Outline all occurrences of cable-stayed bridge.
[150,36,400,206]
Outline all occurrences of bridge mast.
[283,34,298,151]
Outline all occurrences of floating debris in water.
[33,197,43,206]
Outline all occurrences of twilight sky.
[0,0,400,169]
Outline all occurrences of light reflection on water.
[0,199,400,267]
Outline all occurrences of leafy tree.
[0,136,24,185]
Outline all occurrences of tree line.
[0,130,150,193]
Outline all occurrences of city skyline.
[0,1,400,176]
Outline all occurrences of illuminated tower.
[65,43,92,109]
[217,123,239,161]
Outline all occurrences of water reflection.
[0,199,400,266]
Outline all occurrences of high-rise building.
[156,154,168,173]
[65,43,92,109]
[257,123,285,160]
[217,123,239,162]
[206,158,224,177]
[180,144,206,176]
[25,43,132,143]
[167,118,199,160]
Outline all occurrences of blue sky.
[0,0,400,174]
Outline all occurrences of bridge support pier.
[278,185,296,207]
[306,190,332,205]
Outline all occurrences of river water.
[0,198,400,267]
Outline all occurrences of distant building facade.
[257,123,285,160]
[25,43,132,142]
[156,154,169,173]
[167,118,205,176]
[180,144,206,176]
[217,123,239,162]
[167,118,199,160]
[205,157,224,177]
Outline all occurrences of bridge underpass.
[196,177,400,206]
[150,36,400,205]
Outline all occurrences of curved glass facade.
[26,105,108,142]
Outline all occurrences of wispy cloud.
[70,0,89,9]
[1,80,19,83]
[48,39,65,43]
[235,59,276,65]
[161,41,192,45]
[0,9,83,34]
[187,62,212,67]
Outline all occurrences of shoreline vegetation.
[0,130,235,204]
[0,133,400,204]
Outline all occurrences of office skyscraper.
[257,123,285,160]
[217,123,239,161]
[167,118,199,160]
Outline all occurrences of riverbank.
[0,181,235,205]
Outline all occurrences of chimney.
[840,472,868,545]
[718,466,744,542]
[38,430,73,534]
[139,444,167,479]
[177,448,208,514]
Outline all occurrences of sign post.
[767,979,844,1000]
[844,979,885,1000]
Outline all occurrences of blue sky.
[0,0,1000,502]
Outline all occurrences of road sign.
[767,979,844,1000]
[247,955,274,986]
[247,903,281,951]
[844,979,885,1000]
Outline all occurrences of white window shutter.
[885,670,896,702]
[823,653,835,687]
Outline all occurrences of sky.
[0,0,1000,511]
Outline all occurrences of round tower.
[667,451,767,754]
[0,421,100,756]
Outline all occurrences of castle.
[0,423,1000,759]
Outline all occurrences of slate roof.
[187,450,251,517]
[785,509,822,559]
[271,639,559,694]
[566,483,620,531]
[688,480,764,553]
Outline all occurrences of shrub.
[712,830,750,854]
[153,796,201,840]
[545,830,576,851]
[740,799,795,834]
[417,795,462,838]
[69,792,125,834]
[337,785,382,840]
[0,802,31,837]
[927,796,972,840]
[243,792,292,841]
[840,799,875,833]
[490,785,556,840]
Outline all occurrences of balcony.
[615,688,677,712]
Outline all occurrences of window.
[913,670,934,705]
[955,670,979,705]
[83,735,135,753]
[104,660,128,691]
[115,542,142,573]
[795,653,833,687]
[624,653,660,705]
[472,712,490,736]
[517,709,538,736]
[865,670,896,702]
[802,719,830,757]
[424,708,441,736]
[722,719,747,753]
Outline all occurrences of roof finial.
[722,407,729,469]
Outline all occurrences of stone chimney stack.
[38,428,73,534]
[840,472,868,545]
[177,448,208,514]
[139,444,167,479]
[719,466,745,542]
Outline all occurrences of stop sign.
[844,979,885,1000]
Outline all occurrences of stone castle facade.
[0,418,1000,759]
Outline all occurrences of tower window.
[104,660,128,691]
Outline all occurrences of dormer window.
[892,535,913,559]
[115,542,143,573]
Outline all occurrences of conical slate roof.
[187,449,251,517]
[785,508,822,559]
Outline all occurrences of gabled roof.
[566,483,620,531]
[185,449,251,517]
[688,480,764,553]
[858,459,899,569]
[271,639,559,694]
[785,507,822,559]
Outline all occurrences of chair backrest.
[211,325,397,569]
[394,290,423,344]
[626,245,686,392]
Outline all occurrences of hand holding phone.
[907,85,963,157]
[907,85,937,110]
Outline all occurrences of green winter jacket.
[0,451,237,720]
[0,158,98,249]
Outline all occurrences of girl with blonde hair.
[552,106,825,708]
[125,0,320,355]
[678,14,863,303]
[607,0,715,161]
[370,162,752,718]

*****

**Short task**
Pick out every line of the material above that contains the word "bridge", and copy each one.

**Complete response**
Outline all occurrences of cable-stayed bridge.
Outline all occurrences of bridge mast.
Outline all occurrences of bridge support pier.
Outline all occurrences of bridge underpass.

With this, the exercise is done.